Task directions:
Identify each line in the records below that contains the word "outline", and copy every such line in full.

***** Provided entries

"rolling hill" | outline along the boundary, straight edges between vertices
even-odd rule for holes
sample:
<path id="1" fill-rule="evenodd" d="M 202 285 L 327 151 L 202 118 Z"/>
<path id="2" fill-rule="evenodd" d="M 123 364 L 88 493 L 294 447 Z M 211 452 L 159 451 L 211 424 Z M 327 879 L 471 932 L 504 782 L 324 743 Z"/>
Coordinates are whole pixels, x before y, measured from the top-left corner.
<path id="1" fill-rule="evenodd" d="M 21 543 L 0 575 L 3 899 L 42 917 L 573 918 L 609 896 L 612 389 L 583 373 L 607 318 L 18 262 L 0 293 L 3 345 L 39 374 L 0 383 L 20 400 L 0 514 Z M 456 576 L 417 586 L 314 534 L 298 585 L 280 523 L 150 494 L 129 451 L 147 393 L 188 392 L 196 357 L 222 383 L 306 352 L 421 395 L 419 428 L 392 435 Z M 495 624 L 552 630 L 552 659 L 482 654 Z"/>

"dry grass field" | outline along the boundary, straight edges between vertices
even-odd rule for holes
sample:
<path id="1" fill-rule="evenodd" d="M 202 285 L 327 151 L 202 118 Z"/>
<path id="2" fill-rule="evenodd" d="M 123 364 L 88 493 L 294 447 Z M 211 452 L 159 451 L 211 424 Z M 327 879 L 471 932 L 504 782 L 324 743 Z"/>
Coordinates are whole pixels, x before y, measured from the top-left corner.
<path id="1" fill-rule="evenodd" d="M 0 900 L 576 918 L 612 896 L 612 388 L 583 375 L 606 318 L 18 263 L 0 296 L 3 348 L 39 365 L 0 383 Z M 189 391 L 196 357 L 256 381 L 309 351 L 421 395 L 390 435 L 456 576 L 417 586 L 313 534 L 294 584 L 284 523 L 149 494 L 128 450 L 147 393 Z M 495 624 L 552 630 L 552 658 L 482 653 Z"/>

**********
***** Provided entries

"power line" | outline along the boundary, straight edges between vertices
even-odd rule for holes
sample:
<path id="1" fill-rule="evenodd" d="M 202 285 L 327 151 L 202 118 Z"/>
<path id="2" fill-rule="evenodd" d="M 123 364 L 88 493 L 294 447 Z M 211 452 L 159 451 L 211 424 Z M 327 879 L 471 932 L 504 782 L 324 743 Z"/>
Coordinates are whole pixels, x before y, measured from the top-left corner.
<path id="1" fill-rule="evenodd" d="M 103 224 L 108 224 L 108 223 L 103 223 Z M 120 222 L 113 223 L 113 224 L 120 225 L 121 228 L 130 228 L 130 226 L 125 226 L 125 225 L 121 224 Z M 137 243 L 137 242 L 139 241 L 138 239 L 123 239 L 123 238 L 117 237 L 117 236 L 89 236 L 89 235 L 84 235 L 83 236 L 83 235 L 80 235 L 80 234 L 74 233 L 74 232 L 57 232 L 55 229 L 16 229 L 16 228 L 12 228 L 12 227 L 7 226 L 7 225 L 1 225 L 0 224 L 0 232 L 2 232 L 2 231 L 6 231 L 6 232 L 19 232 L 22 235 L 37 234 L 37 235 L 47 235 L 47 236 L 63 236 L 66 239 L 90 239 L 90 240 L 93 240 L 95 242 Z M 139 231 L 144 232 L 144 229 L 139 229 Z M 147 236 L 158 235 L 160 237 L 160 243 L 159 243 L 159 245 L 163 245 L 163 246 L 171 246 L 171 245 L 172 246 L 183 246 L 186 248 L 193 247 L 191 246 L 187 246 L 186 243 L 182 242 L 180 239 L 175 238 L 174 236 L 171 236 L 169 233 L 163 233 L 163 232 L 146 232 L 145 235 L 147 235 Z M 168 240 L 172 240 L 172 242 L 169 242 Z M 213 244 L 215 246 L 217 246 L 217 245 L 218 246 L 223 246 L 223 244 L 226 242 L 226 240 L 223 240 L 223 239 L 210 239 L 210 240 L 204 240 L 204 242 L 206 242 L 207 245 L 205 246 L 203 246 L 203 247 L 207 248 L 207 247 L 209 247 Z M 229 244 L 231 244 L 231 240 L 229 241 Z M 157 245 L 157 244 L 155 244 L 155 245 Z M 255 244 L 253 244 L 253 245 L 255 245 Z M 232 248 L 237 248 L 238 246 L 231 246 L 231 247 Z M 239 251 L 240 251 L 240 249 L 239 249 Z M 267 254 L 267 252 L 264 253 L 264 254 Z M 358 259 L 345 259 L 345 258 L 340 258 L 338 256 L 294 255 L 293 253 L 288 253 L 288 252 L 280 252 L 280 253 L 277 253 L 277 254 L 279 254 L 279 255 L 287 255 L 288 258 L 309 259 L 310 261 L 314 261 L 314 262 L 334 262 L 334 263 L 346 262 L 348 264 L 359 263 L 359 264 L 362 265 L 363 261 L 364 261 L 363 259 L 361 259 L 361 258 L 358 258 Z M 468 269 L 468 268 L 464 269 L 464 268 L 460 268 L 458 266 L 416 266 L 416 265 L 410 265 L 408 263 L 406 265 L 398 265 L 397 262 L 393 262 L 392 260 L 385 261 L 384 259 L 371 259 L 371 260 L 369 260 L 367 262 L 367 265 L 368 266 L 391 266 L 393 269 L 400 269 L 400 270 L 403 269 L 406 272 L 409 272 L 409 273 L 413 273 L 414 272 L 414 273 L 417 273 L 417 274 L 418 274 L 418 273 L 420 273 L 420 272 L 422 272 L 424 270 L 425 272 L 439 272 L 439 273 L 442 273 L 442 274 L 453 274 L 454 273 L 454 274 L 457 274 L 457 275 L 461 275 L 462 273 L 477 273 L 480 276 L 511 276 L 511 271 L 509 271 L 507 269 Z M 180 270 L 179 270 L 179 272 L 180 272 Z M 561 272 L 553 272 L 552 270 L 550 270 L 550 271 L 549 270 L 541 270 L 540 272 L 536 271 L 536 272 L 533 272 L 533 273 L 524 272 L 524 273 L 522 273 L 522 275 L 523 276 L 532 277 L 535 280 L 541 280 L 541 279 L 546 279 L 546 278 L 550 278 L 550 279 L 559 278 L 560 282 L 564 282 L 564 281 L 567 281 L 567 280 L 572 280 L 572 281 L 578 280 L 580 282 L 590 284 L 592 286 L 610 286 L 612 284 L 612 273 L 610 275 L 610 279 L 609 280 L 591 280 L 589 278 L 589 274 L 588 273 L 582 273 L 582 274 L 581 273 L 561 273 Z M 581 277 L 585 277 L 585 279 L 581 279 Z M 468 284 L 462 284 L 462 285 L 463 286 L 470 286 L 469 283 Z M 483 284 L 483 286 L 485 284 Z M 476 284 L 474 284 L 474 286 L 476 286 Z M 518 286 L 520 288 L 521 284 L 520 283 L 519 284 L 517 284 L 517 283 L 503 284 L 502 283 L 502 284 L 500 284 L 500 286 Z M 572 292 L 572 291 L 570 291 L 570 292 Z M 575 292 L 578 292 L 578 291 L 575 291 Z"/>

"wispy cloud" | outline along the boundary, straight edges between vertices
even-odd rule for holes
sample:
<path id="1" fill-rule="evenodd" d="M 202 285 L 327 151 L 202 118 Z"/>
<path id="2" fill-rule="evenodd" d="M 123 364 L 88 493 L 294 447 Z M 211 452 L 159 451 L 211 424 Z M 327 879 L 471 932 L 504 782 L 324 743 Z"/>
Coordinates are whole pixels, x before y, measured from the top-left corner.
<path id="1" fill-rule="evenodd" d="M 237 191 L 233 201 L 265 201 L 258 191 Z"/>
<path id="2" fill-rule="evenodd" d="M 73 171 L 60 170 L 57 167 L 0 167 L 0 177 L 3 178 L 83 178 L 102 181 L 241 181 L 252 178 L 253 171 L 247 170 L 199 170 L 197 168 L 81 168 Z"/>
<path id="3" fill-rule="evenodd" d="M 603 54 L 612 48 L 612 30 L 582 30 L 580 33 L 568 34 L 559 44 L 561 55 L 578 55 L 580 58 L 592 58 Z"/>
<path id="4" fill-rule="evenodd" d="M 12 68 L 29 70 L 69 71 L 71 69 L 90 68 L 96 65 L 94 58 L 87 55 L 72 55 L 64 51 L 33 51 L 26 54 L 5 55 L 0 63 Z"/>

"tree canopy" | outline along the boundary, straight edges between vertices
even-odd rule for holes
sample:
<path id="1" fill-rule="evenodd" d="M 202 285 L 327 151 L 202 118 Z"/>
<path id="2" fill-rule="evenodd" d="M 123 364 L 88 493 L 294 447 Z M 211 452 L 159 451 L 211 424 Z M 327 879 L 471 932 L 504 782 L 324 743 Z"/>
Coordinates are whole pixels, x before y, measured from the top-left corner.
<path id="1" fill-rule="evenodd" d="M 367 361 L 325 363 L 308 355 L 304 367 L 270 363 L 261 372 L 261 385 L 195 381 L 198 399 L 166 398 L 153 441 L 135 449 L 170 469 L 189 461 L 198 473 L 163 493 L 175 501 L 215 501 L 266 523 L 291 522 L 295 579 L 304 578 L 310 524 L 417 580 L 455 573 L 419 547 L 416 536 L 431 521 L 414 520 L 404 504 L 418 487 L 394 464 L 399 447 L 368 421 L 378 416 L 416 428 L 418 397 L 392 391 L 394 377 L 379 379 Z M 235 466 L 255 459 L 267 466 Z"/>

**********

Task response:
"rolling hill" | outline along the boundary, straight edges between vertices
"dry grass field" | outline along the boundary, straight edges between vertices
"power line" | outline along the boundary, straight edges between vertices
"wispy cloud" | outline along the boundary, straight edges between vertices
"tree canopy" | outline along the boundary, straight edges between vertices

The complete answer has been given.